Starting at the line containing "of the pink" and ending at the last line of the material, rewrite those lines with "pink shirt" changed to "red blouse" and nothing else altered.

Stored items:

[start]

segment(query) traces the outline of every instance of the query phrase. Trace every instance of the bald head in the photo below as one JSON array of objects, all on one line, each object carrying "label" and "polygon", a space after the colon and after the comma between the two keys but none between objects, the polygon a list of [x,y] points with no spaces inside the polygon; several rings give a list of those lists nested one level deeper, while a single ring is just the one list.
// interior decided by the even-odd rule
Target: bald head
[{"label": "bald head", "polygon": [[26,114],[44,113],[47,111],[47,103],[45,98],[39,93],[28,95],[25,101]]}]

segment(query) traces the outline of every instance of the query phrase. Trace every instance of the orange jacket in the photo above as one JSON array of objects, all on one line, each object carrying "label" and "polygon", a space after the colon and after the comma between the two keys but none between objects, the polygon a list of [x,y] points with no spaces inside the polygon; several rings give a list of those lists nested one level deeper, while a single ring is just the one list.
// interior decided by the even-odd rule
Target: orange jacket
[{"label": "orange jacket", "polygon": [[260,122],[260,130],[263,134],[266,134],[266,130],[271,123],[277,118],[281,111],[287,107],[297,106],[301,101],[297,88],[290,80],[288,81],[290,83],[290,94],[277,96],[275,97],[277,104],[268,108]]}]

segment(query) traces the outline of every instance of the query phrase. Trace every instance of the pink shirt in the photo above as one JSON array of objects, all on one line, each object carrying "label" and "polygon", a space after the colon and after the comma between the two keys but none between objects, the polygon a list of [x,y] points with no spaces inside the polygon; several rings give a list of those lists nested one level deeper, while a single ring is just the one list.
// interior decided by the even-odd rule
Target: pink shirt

[end]

• ANSWER TO THE TASK:
segment(query) traces the outline of every instance of the query phrase. Trace every instance of the red blouse in the photo above as one JSON array of objects, all on one line, each object carrying "label" and "polygon", a space after the colon and after the comma between the two keys but none between objects, the polygon a list of [x,y] points with no spaces inside the polygon; several rings give a list of those lists nested one level deeper, while a single ring is just the one list.
// interior decided by the even-odd rule
Target: red blouse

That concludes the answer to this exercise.